- Material for this exercise
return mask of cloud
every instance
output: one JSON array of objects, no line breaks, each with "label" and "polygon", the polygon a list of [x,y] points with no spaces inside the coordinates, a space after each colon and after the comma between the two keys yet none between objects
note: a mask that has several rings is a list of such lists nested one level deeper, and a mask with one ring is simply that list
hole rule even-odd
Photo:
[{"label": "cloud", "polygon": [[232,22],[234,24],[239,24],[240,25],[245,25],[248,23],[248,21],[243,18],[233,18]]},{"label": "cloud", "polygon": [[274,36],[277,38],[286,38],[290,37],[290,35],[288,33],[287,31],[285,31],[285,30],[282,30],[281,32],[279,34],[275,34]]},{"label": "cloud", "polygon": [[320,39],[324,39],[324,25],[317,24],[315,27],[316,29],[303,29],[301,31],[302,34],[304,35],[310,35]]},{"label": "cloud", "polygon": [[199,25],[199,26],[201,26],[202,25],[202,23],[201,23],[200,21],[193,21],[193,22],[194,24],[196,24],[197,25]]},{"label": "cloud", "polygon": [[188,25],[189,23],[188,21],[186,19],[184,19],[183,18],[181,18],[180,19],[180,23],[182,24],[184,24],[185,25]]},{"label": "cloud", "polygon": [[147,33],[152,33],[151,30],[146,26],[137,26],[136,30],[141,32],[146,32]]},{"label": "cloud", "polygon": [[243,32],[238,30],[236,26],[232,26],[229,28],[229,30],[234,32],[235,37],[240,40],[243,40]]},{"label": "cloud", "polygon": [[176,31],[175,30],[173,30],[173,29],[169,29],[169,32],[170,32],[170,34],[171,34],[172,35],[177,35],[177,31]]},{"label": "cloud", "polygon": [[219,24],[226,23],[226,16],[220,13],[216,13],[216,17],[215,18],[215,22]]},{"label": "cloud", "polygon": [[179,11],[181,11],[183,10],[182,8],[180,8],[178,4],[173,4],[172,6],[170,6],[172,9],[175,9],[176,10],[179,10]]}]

- Given request
Retype the listing. Match it exactly.

- Solved problem
return mask of cloud
every instance
output: one JSON array of objects, no line breaks, each with "label" and "polygon", the polygon a list of [x,y] points with no spaces inside the coordinates, a space after each colon and after the comma between the two keys yet none between objects
note: a mask that has several rings is a list of such lists nested one level deeper, and a mask with one ring is simply that list
hole rule even-odd
Photo:
[{"label": "cloud", "polygon": [[232,22],[234,24],[239,24],[240,25],[245,25],[248,23],[248,21],[243,18],[233,18]]},{"label": "cloud", "polygon": [[274,36],[277,38],[286,38],[290,37],[290,35],[288,33],[287,31],[285,31],[285,30],[282,30],[281,32],[279,34],[275,34]]},{"label": "cloud", "polygon": [[320,39],[324,39],[324,25],[317,24],[315,27],[316,29],[303,29],[301,31],[302,34],[304,35],[310,35]]},{"label": "cloud", "polygon": [[199,25],[199,26],[201,26],[202,25],[202,23],[201,23],[200,21],[193,21],[193,22],[194,24],[196,24],[197,25]]},{"label": "cloud", "polygon": [[188,25],[189,23],[188,21],[186,19],[184,19],[183,18],[181,18],[180,19],[180,23],[182,24],[184,24],[185,25]]},{"label": "cloud", "polygon": [[147,33],[152,33],[151,30],[146,26],[137,26],[136,30],[141,32],[146,32]]},{"label": "cloud", "polygon": [[243,32],[238,30],[236,26],[232,26],[229,28],[229,30],[234,32],[235,37],[240,40],[243,40]]},{"label": "cloud", "polygon": [[176,31],[175,30],[173,30],[173,29],[169,29],[169,32],[170,32],[170,34],[171,34],[172,35],[177,35],[177,31]]},{"label": "cloud", "polygon": [[219,24],[226,23],[226,16],[220,13],[216,13],[216,17],[215,18],[215,22]]},{"label": "cloud", "polygon": [[179,11],[181,11],[183,10],[182,8],[180,8],[178,4],[173,4],[172,6],[170,6],[172,9],[175,9],[176,10],[179,10]]}]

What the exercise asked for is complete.